--- Material to process Enclosed Below ---
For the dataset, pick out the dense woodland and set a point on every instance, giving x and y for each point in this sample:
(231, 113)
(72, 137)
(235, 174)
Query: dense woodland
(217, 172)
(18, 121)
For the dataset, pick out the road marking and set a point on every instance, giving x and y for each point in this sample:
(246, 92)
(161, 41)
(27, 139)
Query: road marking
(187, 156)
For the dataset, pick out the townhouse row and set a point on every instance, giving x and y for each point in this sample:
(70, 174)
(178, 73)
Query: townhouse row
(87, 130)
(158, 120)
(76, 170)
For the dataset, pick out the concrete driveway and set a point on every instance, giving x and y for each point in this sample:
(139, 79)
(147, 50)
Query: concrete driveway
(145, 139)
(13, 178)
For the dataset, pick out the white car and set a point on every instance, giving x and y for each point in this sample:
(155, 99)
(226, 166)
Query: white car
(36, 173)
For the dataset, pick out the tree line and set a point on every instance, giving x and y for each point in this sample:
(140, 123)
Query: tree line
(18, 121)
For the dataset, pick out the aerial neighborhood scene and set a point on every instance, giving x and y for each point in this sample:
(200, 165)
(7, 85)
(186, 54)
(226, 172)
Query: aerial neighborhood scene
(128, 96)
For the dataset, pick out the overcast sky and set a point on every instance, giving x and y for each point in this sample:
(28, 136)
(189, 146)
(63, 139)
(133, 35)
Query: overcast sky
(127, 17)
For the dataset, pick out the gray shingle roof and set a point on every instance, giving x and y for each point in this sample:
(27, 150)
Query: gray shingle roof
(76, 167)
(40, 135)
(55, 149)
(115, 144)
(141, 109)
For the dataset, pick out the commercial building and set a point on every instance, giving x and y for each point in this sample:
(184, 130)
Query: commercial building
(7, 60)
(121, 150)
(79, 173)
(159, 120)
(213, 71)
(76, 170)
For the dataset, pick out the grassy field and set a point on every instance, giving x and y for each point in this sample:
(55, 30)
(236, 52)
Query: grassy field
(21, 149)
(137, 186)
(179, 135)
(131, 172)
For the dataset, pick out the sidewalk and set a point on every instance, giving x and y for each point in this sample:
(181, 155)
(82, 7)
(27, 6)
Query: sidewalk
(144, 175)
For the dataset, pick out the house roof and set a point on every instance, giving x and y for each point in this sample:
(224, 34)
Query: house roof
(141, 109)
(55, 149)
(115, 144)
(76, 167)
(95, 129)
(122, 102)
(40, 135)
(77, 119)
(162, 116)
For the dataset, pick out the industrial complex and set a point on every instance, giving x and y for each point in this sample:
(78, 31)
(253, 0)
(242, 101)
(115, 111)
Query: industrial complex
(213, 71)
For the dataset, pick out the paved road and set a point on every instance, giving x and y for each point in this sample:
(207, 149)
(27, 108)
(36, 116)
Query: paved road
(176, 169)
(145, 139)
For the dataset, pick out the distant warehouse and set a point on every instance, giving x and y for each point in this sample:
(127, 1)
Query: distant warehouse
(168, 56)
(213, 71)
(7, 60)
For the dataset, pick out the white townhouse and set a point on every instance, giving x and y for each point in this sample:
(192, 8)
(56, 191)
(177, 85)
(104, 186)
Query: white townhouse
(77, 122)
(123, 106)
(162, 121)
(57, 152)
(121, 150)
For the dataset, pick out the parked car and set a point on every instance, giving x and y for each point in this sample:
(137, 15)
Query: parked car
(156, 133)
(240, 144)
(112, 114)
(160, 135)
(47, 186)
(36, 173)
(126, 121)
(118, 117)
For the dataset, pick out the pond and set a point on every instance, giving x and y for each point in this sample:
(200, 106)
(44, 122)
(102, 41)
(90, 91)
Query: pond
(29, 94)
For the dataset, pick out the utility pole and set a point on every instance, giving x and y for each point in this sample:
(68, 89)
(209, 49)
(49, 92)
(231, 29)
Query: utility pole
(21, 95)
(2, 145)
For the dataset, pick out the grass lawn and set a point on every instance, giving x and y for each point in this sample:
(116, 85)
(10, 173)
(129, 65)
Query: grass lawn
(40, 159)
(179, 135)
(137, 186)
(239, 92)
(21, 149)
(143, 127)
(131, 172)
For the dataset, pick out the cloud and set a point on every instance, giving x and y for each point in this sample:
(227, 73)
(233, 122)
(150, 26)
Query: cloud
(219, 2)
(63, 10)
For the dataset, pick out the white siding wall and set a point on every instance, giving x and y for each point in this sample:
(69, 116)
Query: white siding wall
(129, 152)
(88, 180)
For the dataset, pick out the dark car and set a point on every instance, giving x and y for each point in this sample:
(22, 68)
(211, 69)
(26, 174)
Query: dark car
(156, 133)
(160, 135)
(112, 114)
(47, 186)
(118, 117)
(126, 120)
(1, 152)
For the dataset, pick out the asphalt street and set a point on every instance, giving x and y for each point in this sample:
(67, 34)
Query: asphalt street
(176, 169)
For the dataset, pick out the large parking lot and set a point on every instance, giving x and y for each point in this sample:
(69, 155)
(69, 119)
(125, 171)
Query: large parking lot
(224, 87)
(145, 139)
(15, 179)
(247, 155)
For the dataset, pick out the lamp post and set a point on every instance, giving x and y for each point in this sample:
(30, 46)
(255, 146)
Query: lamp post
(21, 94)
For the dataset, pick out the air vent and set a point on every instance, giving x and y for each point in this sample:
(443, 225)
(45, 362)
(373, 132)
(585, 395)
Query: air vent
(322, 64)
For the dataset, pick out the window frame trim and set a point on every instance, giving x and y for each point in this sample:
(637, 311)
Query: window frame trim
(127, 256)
--- End of Enclosed Material to process ---
# What to produce:
Transcribe the entire listing. Leave every word as it is.

# Your solution:
For the dataset, pick out the dense woodland and set a point on every instance, giving x and y for each point in this sample:
(231, 113)
(72, 137)
(235, 174)
Query: dense woodland
(217, 172)
(18, 121)
For the dataset, pick out the road marking and set a point on every instance, giving x and y for each point in this sample:
(246, 92)
(161, 41)
(27, 139)
Query: road marking
(187, 156)
For the dataset, pick out the townhouse row and set a point on every instance, giving x and y for each point in this sample:
(70, 174)
(178, 73)
Query: townhouse row
(87, 130)
(158, 120)
(76, 170)
For the dataset, pick out the concrete driveway and set a point on every instance, giving x and y for each point in this sample:
(139, 79)
(147, 50)
Query: concrete driveway
(145, 139)
(13, 178)
For the dataset, pick out the white car and set a point on every instance, giving x and y for each point in this sample:
(155, 99)
(226, 166)
Query: white car
(36, 173)
For the dataset, pick out the tree line and set a point on every instance, giving x and y for each point in this sample:
(140, 123)
Query: tree line
(18, 121)
For the dataset, pick out the aerial neighborhood scene and set a point on every instance, giving x and y for each point in this sample:
(200, 165)
(7, 85)
(186, 54)
(226, 172)
Query: aerial neighborhood scene
(128, 96)
For the dataset, pick out the overcast sky and set a point on every instance, giving x and y for each point in this sample:
(28, 136)
(189, 146)
(63, 139)
(133, 35)
Query: overcast sky
(127, 17)
For the dataset, pick out the gray shingle roof and set a point on every instance, giving x and y for each point in this sample:
(27, 150)
Query: gray shingle roof
(76, 167)
(40, 135)
(55, 149)
(115, 144)
(141, 109)
For the dataset, pick out the commercial building and set a point on every instance, giving x and y for each point in this sample:
(184, 130)
Query: commercial building
(7, 60)
(121, 150)
(79, 173)
(159, 120)
(213, 71)
(76, 170)
For the dataset, pick out the grassy field and set a point on every instance, giving x and y for each point in this sample:
(55, 30)
(236, 52)
Query: grassy field
(21, 149)
(137, 186)
(179, 135)
(131, 172)
For the dataset, pick out the sidewalk and set a point on every instance, giving x and y for each point in this sample:
(181, 155)
(82, 7)
(27, 6)
Query: sidewalk
(144, 175)
For the dataset, pick out the house roof and set a point on every instance, giving x and y for each point in this sample:
(224, 34)
Query: house roof
(141, 109)
(55, 149)
(115, 144)
(76, 167)
(95, 129)
(122, 102)
(40, 135)
(77, 119)
(162, 116)
For the dataset, pick out the industrial complex and set a point on every instance, giving x and y for each point in this sample:
(78, 31)
(253, 0)
(242, 101)
(115, 111)
Query: industrial complex
(213, 71)
For the dataset, pick out the paved road and set a point on every instance, giving x and y for each point in this sample:
(207, 149)
(27, 108)
(36, 116)
Query: paved road
(176, 169)
(145, 139)
For the dataset, pick out the distant warehouse and set a point on every instance, giving x and y for each point in this sample:
(127, 1)
Query: distant warehouse
(168, 56)
(213, 71)
(7, 60)
For the dataset, pick out the white townhouse and set a point on every instance, giving x and y for each point in this sample:
(192, 8)
(56, 191)
(177, 85)
(104, 186)
Query: white townhouse
(77, 122)
(123, 106)
(162, 121)
(57, 152)
(121, 150)
For the dataset, pick out the parked car and set a point on every instance, giving x and y for each point in this sample:
(137, 15)
Query: parked car
(156, 133)
(240, 144)
(112, 114)
(160, 135)
(47, 186)
(36, 173)
(126, 121)
(118, 117)
For the dataset, pick out the pond and set a point on every instance, giving x and y for each point in this sample:
(200, 106)
(44, 122)
(102, 41)
(90, 91)
Query: pond
(29, 94)
For the dataset, pick out the utility pole and set a point on every instance, giving x and y for each point in this sample:
(68, 89)
(209, 49)
(49, 92)
(231, 29)
Query: utility pole
(21, 95)
(2, 145)
For the dataset, pick out the grass lawn and set a point on every instance, giving x and y for each point in this sample:
(116, 85)
(10, 173)
(129, 65)
Query: grass lawn
(40, 159)
(179, 135)
(137, 186)
(239, 92)
(21, 149)
(143, 127)
(131, 172)
For the dataset, pick out the cloud and set a point on every instance, giving x and y for each point in this sample:
(227, 73)
(233, 122)
(150, 26)
Query: cloud
(219, 2)
(63, 10)
For the dataset, pick out the white siding wall and set a point on every instance, giving x and y for each point in this sample:
(69, 116)
Query: white siding wall
(129, 152)
(88, 180)
For the dataset, pick out the dark car and set a point on every instance, giving x and y for each point in this sample:
(22, 68)
(211, 69)
(26, 174)
Query: dark car
(156, 133)
(160, 135)
(112, 114)
(47, 186)
(118, 117)
(126, 120)
(1, 152)
For the dataset, pick out the asphalt street and set a point on every instance, giving x and y for each point in this sample:
(67, 34)
Query: asphalt street
(176, 169)
For the dataset, pick out the large parking lot and set a point on every instance, giving x and y for each point in this sample:
(69, 155)
(69, 119)
(125, 171)
Query: large parking lot
(224, 87)
(145, 139)
(15, 179)
(247, 155)
For the dataset, pick out the lamp post and set a point on every instance, giving x and y for each point in this sample:
(30, 46)
(255, 146)
Query: lamp post
(21, 94)
For the dataset, pick out the air vent and set a point on every instance, giving x and y for each point in this sample:
(443, 225)
(45, 362)
(373, 132)
(585, 395)
Query: air vent
(322, 64)
For the dataset, pick out the window frame trim and set a point on every instance, giving x and y for each point in this sample:
(637, 311)
Query: window frame trim
(127, 256)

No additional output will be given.